§ **Belge alıntısı**:
▬▬▬▬▬▬

ÇİB Başkanı Namık Ekinci: “Dünya ile rekabet için şirket birleşmeleri kaçınılmaz” olduğunu ifade etti.
Çelik İhracatçıları Birliği’nin önderliğinde Türkiye'nin uluslararası pazarlardaki en büyük rakiplerinden Çin’i ziyarete giden çelik sektörü heyeti, modern üretim teknolojilerini yerinde inceledi. Dünya çelik üretiminin yarısından fazlasını gerçekleştiren Çin, üretiminin yüzde 90’ını entegre tesislerde yapıyor. Çelik İhracatçıları Birliği Yönetim Kurulu Başkanı Namık Ekinci, Çin ziyareti sonrası yaptığı değerlendirmede, Türk çelik sektörünün dünya ile rekabeti sürdürebilmesi için entegre üretime geçiş sürecini başlatması gerektiğini dile getirdi. Büyük ölçekli yatırımların gerektiği bu model için Türk çelik endüstrisinde, önümüzdeki yıllarda şirket birleşmelerinin kaçınılmaz olduğunu vurguladı. Ekinci ayrıca, devletten bu konuda teşvik değil sektöre rehberlik etmesini istedi.

▬▬▬▬▬▬

§ **Talimat A**:
Çelik sektörü heyetinin Çin ziyaretini anlatan metinde "Çelik İhracatçıları Birliği’nin" sözcüklerini içeren ifadeyle açılıp "rehberlik etmesini istedi." ile kapanan bölümü, "modern" yerine "ileri" koyarak değiştirilmiş hâliyle yeniden yaz.

▬▬▬▬▬▬

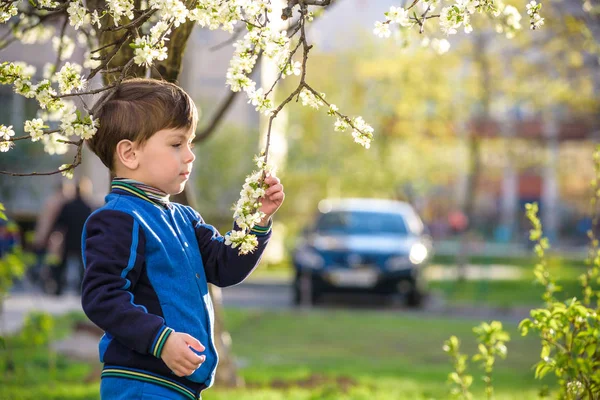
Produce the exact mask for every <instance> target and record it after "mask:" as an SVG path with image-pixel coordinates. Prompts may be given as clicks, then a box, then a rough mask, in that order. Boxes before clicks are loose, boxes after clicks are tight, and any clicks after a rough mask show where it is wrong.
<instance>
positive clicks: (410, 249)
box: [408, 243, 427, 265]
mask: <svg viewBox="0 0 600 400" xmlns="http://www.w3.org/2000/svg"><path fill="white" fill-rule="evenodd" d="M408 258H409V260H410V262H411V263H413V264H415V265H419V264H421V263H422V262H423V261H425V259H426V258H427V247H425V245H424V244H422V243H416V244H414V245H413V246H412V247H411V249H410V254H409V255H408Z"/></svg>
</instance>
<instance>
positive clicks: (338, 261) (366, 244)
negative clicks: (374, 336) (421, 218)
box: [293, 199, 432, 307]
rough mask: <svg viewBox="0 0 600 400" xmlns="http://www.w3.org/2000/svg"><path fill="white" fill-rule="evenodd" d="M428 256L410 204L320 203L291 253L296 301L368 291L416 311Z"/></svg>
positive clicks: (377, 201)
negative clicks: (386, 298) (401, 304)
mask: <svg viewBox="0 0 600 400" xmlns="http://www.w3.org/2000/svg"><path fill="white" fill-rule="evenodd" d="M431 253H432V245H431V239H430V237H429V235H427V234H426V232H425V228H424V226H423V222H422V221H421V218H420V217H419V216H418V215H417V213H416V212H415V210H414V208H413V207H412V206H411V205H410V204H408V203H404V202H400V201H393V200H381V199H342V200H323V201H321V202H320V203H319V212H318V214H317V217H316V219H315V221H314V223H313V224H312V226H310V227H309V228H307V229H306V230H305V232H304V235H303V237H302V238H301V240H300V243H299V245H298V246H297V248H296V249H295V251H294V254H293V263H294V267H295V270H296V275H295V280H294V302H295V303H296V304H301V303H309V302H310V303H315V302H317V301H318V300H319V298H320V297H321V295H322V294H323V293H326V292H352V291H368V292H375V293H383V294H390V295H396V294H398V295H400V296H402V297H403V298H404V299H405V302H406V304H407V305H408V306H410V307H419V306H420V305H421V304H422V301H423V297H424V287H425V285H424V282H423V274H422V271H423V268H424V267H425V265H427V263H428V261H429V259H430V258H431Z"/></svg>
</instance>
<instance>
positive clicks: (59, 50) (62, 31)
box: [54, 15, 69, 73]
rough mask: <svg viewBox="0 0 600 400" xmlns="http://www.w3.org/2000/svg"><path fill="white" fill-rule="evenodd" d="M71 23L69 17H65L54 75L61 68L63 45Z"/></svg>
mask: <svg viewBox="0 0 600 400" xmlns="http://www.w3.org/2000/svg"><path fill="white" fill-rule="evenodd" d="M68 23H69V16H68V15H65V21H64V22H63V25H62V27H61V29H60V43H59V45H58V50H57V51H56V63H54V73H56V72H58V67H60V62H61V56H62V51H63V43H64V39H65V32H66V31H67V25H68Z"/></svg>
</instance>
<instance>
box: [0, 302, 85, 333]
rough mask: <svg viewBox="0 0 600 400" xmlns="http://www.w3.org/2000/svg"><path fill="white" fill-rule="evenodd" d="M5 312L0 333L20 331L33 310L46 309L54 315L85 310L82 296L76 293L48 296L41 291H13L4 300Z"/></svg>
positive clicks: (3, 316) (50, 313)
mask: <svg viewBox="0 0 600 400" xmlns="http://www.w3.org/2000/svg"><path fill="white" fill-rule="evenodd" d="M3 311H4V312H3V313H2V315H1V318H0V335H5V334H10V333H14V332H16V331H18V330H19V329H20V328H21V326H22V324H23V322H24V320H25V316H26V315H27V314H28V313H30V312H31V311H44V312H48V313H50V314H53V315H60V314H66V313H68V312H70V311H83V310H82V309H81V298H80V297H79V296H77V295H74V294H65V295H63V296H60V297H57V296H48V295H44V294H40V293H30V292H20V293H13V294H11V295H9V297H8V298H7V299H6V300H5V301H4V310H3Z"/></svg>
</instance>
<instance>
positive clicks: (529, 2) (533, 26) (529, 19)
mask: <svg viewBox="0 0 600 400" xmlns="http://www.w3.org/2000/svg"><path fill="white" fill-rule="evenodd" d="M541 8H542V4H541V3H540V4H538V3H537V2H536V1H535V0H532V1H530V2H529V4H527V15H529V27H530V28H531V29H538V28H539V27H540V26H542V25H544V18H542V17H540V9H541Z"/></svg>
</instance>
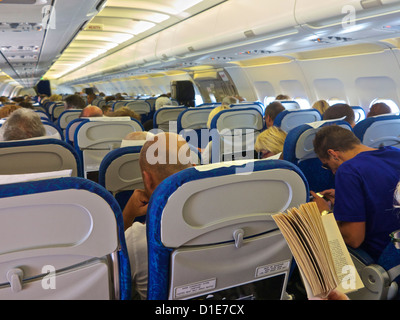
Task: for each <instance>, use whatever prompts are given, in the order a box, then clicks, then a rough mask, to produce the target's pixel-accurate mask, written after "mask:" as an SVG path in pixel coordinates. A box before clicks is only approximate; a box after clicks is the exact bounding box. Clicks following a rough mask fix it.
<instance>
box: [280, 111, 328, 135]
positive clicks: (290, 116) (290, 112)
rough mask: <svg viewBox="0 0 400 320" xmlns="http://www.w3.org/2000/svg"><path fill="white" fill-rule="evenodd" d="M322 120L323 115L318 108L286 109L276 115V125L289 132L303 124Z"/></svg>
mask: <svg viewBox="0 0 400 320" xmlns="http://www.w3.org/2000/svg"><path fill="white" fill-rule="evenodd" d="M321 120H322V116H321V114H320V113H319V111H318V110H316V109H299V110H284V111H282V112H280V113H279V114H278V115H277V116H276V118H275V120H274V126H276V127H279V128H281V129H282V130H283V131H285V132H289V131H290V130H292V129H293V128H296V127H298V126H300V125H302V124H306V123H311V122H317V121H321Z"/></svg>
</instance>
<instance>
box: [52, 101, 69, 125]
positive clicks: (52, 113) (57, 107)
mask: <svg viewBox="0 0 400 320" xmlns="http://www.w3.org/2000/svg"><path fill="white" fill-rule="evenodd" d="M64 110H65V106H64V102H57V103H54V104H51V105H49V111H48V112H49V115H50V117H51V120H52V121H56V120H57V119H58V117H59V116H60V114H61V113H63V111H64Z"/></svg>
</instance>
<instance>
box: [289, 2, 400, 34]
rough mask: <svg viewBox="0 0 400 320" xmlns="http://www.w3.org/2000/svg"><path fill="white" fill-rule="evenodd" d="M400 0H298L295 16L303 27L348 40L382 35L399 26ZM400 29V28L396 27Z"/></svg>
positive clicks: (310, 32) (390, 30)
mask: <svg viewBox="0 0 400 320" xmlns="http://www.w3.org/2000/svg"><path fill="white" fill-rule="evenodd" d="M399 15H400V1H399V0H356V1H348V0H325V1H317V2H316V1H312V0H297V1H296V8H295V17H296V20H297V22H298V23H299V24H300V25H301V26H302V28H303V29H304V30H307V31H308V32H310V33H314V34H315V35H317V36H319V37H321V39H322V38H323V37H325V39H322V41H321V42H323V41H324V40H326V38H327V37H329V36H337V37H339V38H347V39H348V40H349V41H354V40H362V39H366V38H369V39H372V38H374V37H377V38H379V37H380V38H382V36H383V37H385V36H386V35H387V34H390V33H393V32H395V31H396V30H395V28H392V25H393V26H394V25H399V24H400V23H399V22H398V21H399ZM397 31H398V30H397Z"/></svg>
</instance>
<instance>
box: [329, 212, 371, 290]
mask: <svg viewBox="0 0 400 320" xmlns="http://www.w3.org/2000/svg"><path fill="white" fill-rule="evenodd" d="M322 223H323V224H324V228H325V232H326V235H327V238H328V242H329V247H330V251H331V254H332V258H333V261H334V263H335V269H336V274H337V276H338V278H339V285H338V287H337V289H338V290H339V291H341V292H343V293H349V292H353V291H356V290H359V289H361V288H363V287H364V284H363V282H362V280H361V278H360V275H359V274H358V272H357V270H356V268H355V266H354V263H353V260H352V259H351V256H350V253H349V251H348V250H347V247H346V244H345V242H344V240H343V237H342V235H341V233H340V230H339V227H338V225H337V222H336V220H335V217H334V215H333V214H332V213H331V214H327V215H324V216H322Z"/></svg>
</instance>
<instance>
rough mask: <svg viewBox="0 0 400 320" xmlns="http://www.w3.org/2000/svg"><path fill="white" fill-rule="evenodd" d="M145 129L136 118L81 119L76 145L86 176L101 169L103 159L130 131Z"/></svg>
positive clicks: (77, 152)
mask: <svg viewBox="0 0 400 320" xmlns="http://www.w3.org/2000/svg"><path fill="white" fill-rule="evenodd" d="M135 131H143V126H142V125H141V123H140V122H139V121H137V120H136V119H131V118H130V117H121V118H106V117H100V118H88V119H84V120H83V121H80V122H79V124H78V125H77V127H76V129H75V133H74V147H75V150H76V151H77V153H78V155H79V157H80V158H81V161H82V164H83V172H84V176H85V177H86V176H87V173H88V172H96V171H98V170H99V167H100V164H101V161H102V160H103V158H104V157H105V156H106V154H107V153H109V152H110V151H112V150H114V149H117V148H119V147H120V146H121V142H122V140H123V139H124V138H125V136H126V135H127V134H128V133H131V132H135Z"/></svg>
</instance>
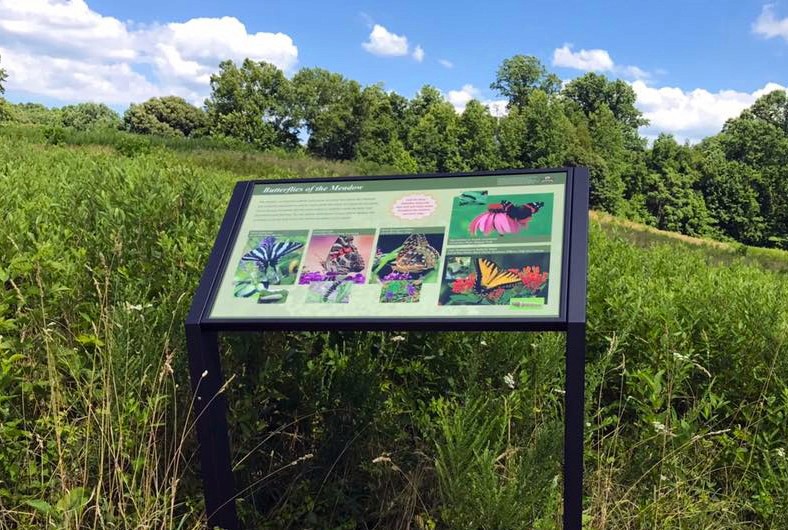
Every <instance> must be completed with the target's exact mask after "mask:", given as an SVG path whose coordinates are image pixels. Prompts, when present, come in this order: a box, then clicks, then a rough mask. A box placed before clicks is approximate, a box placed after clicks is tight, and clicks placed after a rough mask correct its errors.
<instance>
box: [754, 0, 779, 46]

▬▬▬▬▬▬

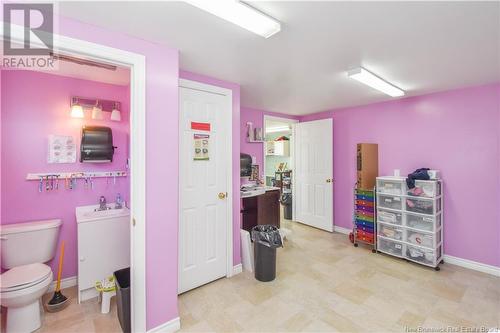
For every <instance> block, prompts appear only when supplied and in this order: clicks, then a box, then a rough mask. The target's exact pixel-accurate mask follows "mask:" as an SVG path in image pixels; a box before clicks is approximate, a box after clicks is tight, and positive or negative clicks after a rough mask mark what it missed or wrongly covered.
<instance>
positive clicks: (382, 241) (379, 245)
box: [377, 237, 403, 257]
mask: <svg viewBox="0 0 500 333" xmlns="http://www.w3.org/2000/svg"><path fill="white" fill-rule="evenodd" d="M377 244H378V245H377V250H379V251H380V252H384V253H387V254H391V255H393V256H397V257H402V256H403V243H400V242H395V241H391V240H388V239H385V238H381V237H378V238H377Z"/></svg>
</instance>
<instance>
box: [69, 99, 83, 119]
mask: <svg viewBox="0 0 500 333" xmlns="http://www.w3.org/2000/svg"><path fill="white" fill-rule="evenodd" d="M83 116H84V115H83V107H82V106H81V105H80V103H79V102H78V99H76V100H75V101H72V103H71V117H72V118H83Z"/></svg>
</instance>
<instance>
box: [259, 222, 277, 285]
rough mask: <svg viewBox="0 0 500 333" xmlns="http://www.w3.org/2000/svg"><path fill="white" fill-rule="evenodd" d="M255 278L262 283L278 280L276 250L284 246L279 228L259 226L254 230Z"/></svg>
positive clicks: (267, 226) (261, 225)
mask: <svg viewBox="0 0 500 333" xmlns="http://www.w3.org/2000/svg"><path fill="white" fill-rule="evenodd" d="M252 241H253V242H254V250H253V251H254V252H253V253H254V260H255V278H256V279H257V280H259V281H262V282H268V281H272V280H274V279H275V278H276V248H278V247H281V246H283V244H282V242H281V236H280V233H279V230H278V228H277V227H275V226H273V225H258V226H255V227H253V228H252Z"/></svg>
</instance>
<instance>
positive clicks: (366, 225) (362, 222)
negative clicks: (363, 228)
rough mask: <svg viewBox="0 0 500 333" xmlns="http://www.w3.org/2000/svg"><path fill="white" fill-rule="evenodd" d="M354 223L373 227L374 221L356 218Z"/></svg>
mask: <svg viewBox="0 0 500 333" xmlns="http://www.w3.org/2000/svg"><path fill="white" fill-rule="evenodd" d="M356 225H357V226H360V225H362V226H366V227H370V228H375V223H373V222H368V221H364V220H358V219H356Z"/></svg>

▬▬▬▬▬▬

§ **Talimat B**:
Yukarıdaki satırlardan "this" dizesini içerenlerin hepsini olduğu gibi çıkar.

§ **Beklenen yanıt A**:
Çelik İhracatçıları Birliği’nin önderliğinde Türkiye'nin uluslararası pazarlardaki en büyük rakiplerinden Çin’i ziyarete giden çelik sektörü heyeti, ileri üretim teknolojilerini yerinde inceledi. Dünya çelik üretiminin yarısından fazlasını gerçekleştiren Çin, üretiminin yüzde 90’ını entegre tesislerde yapıyor. Çelik İhracatçıları Birliği Yönetim Kurulu Başkanı Namık Ekinci, Çin ziyareti sonrası yaptığı değerlendirmede, Türk çelik sektörünün dünya ile rekabeti sürdürebilmesi için entegre üretime geçiş sürecini başlatması gerektiğini dile getirdi. Büyük ölçekli yatırımların gerektiği bu model için Türk çelik endüstrisinde, önümüzdeki yıllarda şirket birleşmelerinin kaçınılmaz olduğunu vurguladı. Ekinci ayrıca, devletten bu konuda teşvik değil sektöre rehberlik etmesini istedi.

§ **Beklenen yanıt B**:
Every <instance> must be completed with the target's exact mask after "mask:", given as an SVG path whose coordinates are image pixels. Prompts, when present, come in this order: a box, then clicks, then a rough mask. A box placed before clicks is approximate, a box placed after clicks is tight, and clicks placed after a rough mask correct its errors.
For every <instance> block, prompts appear only when supplied and in this order: clicks, then a box, then a rough mask. The target's exact pixel-accurate mask follows "mask:" as an SVG path in image pixels; a box before clicks is approximate, a box after clicks is tight, and positive or negative clicks after a rough mask mark what it missed or wrongly covered.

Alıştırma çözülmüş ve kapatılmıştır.